_DOCUMENT PASSAGE_.
Ο θρίαμβος της Ταϊβάν επί του κορονοϊού

How Taiwan triumphed over Covid as the UK faltered

Taipei’s success shows lives might have been saved had the UK government acted differently

by Emma Graham-Harrison and Helen Davidson
Mar
. 24, 2021

Along central Taipei’s busy Yongkang Street crowds spill out of restaurants and bars every evening, mingling with people queueing outside popular eateries for a tiny table to cram around with groups of friends. Children out way past their bedtime run amok over the play equipment in a nearby park, shrieking and laughing as their parents chat nearby.

In London, it would be unthinkable. In the Taiwanese capital, it is just another spring evening.

Taiwan has ridden out the coronavirus pandemic mostly unscathed, while Britain has been crippled economically and in human terms. The death, disease and mental health crises sparked by lockdown have all exacted a heavy toll.

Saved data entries
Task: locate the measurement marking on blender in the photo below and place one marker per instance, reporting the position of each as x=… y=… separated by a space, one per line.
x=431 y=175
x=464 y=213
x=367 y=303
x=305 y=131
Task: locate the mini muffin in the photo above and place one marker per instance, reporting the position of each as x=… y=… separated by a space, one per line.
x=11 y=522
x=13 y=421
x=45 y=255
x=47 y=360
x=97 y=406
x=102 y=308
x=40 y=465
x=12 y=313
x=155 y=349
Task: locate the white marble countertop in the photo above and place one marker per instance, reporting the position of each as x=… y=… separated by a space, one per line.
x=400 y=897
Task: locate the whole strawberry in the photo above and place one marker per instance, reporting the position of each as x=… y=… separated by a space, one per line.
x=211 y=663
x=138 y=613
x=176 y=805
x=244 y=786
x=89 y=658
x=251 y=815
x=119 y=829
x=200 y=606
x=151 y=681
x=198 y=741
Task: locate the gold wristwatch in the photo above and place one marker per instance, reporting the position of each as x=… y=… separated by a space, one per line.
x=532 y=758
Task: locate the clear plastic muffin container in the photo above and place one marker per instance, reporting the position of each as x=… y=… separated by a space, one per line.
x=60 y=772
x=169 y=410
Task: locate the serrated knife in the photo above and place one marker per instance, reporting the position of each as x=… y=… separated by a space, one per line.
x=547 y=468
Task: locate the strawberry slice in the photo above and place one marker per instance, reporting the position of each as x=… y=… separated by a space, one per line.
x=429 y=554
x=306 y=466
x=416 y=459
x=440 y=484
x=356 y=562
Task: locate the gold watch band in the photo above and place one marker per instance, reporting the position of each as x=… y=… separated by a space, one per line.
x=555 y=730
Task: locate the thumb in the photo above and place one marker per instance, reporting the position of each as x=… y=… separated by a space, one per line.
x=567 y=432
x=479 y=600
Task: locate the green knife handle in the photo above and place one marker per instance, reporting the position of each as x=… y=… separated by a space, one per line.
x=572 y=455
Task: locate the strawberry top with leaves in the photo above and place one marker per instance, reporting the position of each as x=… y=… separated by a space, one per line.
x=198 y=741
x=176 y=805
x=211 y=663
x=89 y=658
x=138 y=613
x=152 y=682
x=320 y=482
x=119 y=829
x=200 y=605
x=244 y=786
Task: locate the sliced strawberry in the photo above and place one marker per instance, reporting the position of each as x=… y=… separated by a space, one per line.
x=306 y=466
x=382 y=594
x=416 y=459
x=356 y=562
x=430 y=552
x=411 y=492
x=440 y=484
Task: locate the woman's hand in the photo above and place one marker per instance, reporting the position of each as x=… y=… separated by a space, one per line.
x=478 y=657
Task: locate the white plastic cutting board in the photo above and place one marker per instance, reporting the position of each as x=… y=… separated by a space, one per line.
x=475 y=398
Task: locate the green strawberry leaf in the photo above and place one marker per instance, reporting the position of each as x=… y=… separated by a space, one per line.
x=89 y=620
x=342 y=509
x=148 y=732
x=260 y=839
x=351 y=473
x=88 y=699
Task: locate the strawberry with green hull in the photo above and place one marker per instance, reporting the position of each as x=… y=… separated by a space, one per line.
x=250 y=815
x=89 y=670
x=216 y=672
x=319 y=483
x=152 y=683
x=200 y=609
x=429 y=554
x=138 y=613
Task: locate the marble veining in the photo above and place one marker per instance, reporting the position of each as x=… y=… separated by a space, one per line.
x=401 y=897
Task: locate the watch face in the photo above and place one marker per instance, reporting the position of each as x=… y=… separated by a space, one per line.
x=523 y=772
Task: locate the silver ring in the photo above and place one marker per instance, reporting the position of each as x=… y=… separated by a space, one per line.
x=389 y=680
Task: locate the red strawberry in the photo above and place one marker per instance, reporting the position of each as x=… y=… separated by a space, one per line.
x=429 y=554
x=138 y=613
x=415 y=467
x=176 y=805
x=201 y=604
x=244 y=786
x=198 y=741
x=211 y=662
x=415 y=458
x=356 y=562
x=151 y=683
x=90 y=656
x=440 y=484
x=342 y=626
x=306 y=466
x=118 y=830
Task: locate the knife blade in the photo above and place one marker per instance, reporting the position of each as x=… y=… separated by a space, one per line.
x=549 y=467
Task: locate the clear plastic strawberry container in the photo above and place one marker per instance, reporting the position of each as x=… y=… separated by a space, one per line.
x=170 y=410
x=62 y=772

_DESCRIPTION OF THE TASK_. Decide whether each statement agrees with the article on Taiwan and Covid, answering yes or no and quoting the deciding words. (a) Crowds spill out of restaurants and bars on Yongkang Street every evening. (b) The evening scene in Taipei would be ordinary in London. (c) Taiwan suffered heavy economic damage during the pandemic.

_SOLUTION TO THIS TASK_.
(a) Yes: "Along central Taipei’s busy Yongkang Street crowds spill out of restaurants and bars every evening"
(b) No: "In London, it would be unthinkable."
(c) No: "Taiwan has ridden out the coronavirus pandemic mostly unscathed"